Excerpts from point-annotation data
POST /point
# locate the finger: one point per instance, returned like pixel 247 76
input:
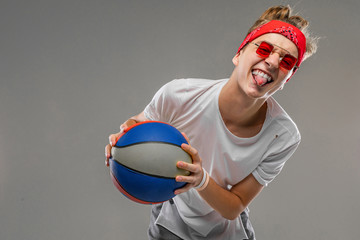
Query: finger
pixel 127 124
pixel 107 154
pixel 192 151
pixel 188 179
pixel 193 168
pixel 114 137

● GIVEN EXERCISE
Quote all of the data above word for word, leaving the pictures out of your answer.

● REPLY TO THE TASK
POST /point
# locate the finger: one point per instance, returned like pixel 247 76
input:
Query: finger
pixel 127 124
pixel 107 154
pixel 192 151
pixel 188 179
pixel 193 168
pixel 114 137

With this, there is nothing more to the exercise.